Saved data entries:
+++++

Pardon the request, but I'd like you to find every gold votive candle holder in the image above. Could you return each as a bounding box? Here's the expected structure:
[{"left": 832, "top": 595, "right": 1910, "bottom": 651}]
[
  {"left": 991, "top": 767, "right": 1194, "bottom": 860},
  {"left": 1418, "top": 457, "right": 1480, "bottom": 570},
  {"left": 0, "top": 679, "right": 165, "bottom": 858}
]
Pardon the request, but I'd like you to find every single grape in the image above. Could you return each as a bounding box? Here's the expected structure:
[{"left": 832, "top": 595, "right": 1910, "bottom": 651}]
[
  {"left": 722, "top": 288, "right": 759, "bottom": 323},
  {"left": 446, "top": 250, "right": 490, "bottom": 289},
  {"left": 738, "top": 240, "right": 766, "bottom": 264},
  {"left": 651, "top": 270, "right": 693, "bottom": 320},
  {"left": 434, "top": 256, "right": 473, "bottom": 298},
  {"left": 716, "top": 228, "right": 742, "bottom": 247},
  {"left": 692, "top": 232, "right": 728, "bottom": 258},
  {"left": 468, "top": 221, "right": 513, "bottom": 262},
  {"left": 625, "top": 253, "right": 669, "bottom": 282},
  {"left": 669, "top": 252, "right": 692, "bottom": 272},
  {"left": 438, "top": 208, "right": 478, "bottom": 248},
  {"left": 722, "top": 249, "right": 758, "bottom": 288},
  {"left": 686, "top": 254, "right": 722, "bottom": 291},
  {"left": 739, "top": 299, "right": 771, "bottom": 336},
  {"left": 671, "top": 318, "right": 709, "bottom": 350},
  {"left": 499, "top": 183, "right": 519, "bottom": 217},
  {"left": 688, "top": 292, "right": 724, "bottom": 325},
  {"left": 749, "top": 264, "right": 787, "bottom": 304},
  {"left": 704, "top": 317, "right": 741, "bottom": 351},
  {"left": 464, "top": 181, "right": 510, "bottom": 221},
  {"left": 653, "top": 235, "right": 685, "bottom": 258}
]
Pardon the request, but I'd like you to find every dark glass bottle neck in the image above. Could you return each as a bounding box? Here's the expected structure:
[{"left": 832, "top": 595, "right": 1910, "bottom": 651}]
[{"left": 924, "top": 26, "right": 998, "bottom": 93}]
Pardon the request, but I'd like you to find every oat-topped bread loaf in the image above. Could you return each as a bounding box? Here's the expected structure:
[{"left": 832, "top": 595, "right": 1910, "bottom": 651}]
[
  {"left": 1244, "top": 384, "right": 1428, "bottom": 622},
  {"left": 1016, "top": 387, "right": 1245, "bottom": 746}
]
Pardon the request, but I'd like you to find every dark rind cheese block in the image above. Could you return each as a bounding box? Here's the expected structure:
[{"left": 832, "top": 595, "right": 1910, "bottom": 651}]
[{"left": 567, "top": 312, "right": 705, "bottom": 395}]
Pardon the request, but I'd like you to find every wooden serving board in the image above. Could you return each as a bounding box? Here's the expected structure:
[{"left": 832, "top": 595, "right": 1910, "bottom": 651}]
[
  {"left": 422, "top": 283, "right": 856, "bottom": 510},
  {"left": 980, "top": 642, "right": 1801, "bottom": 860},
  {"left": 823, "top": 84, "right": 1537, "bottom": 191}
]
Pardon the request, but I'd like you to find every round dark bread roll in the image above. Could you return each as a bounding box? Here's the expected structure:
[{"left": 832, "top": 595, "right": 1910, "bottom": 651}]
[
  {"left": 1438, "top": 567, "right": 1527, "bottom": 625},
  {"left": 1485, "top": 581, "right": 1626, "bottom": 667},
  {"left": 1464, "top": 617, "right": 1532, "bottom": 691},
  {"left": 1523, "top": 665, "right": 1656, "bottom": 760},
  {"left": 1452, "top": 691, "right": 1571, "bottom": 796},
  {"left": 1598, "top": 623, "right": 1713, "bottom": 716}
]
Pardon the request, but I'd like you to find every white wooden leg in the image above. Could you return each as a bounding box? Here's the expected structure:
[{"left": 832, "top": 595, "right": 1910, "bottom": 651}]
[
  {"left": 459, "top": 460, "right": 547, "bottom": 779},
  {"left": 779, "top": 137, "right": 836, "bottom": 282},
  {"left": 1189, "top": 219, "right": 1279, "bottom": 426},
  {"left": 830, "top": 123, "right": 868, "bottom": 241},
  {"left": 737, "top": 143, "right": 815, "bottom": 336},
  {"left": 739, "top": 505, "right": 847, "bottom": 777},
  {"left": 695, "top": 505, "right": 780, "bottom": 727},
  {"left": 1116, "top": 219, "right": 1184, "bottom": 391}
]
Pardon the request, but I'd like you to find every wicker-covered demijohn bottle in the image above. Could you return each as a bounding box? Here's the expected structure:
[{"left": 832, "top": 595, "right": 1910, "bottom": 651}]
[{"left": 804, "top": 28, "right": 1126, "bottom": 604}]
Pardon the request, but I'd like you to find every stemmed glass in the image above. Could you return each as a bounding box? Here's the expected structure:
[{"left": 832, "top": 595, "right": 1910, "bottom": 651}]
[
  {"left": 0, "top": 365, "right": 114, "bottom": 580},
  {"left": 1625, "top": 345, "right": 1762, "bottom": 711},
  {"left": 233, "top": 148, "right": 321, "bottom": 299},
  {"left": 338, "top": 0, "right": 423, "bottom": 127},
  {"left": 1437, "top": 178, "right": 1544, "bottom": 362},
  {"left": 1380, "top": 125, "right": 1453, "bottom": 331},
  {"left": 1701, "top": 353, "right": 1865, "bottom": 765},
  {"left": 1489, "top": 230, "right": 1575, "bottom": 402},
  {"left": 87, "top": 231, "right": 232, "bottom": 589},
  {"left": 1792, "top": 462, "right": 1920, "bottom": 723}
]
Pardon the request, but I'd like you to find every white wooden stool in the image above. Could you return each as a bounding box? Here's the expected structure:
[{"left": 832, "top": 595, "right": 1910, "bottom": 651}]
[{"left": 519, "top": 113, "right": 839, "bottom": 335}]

+++++

Look back at the entries above and repeat, unchanged, every line from the line holding "every dark glass" through the line holding "Pardon the request, but I'd like you to find every oat-topped".

Pardon the request, but I'd like you to find every dark glass bottle neck in the image above. Could you return each as a bounding box? Here's the expected structure:
[{"left": 832, "top": 595, "right": 1910, "bottom": 651}]
[{"left": 924, "top": 26, "right": 998, "bottom": 93}]
Pardon the request, but I'd like you to find every oat-topped bread loaf in the image above. Could you return each as a bounding box? Here's the expected structure:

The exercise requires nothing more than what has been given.